(Exercise objective):
Please quote the stretch of the tax changes summary from "It was originally" through "requirement (starting 2019)".

Selected text Block Start

Freed Maxick Insights

It was originally thought that the state and local income tax deduction would be completely eliminated. While that did not end up being the case, it is worth it to note that the $10,000 limit includes both income and property taxes. Therefore, this provision will still severely limit the itemized deductions of many taxpayers. But don’t consider prepaying your 2018 state income taxes in 2017. Those amounts will not be deductible until 2018.


4. Alimony

     a. For divorce or separation decrees after 2018, alimony is no longer tax deductible to the             payor and the associated income is no longer taxable to the recipient 

5. Affordable Care Act

     a. The bill does not repeal the Affordable Care Act’s taxes on net investment income, the             additional Medicare tax, medical device tax and others
     b. The bill does repeal the individual mandate requirement (starting 2019)

6.. Estate tax exemption

     a. Doubles the exclusion amounts
     b. Generation skipping tax exemption is also doubled

Freed Maxick Insights

Time to revisit your Estate Planning. There should be many opportunities to minimize the estate tax burden. 

7. Alternative Minimum Tax
  1.  The exemption increased from $54,300 to $70,300 for singles and from $84,500 to $109,400       for joint filers

Freed Maxick Insights

Maybe next time this will finally go away! Contact us and let’s see how this affects you.

8. Education

  1.  Up to $10,000 in 529 savings plans can now be used for tuition at private and religious K-12       schools
  2. Deductions for classroom supplies bought by a teacher remains
  3. Tax free status of graduate student tuition waivers remains
  4. Student loan interest deduction remains

9. Families
  1.  Child Tax Credit increased from $1,000 to $2,000. Credit is refundable up to $1,400. The plan also increases the income level from $110,000 to $400,000 for married tax filers
  2. $500 credit for each non-child dependent now allowed

Freed Maxick Insights

This provision will offset some of the impact of eliminating personal exemptions for families with multiple children.

Selected text Block End
Excerpted data Block Start

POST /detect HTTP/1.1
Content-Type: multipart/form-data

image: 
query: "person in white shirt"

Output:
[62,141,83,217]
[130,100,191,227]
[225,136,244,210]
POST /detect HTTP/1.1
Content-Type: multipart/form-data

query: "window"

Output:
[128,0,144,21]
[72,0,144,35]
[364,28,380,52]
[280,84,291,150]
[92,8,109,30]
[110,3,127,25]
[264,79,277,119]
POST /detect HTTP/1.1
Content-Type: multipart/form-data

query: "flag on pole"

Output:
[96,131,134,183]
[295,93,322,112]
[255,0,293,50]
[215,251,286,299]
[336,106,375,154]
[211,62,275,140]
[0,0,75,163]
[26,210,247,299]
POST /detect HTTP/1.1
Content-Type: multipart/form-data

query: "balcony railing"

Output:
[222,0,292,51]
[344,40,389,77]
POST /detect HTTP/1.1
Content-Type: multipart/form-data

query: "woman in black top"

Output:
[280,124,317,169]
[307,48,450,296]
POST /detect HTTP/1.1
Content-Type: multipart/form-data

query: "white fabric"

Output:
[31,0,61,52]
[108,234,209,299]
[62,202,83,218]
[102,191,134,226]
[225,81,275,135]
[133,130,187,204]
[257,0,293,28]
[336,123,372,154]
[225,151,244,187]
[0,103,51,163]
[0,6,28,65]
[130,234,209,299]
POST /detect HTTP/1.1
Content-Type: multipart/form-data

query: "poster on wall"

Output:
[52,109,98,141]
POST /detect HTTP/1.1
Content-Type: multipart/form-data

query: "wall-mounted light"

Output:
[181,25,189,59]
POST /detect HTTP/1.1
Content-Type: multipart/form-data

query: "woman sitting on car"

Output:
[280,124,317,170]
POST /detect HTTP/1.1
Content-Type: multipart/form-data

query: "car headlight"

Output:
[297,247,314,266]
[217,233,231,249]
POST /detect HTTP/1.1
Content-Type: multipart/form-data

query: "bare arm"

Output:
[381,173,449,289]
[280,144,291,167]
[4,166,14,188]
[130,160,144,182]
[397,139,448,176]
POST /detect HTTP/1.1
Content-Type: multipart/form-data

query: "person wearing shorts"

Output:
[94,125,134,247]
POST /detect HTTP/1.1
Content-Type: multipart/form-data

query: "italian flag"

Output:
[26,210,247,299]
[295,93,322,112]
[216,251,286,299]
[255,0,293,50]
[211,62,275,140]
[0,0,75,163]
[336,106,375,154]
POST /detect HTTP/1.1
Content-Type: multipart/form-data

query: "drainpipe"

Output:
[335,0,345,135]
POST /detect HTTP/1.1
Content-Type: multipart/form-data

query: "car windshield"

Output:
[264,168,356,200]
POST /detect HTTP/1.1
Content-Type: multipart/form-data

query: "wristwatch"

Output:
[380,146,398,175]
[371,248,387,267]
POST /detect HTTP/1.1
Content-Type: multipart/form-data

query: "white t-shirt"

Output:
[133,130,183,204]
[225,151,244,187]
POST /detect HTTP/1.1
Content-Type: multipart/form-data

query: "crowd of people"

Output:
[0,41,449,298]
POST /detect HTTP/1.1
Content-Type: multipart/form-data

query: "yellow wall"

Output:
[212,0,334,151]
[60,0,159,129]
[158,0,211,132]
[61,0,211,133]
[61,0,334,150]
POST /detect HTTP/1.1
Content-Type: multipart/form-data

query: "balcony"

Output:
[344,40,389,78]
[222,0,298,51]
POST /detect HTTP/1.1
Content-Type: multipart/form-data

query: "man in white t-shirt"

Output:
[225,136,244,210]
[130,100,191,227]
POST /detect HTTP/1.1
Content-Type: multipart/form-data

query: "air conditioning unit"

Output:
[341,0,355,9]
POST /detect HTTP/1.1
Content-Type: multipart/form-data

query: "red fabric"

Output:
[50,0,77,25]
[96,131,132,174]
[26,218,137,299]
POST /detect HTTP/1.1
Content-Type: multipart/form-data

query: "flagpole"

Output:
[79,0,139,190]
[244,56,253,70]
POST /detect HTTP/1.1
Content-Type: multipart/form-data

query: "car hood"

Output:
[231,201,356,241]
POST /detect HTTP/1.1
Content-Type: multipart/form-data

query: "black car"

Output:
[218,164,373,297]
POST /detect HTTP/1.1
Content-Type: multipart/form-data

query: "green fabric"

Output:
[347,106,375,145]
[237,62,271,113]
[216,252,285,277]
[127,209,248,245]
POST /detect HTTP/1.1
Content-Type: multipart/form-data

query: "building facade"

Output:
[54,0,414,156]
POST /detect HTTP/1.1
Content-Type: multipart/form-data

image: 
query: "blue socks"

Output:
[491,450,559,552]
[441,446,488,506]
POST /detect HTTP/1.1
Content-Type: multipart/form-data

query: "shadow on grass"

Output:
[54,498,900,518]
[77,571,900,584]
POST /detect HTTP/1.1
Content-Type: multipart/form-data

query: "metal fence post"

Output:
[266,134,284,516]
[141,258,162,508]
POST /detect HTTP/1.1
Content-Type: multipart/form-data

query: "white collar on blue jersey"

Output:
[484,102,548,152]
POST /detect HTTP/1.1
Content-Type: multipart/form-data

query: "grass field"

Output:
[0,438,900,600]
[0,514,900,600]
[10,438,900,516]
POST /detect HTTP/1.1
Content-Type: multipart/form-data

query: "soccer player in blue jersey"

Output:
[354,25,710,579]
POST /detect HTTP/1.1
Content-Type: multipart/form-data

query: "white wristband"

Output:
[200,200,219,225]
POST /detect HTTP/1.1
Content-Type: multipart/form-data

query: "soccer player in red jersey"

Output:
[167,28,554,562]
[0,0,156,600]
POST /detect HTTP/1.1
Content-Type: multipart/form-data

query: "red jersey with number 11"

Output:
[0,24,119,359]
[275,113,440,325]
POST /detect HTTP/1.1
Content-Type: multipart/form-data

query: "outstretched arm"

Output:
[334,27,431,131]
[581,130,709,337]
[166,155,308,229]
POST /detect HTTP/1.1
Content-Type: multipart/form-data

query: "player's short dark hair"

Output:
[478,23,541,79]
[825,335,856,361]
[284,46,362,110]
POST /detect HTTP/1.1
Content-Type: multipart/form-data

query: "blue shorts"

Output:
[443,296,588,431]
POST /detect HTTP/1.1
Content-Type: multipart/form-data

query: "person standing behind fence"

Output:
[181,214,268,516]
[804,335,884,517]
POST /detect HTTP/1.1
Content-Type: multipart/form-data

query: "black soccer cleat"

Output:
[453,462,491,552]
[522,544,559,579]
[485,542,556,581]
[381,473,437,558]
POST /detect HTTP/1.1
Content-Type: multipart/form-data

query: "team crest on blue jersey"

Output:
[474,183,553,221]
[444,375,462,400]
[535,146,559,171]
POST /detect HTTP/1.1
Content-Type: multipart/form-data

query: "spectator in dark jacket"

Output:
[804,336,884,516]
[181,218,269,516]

Excerpted data Block End

(Task answer):
It was originally thought that the state and local income tax deduction would be completely eliminated. While that did not end up being the case, it is worth it to note that the $10,000 limit includes both income and property taxes. Therefore, this provision will still severely limit the itemized deductions of many taxpayers. But don’t consider prepaying your 2018 state income taxes in 2017. Those amounts will not be deductible until 2018.


4. Alimony

     a. For divorce or separation decrees after 2018, alimony is no longer tax deductible to the             payor and the associated income is no longer taxable to the recipient 

5. Affordable Care Act

     a. The bill does not repeal the Affordable Care Act’s taxes on net investment income, the             additional Medicare tax, medical device tax and others
     b. The bill does repeal the individual mandate requirement (starting 2019)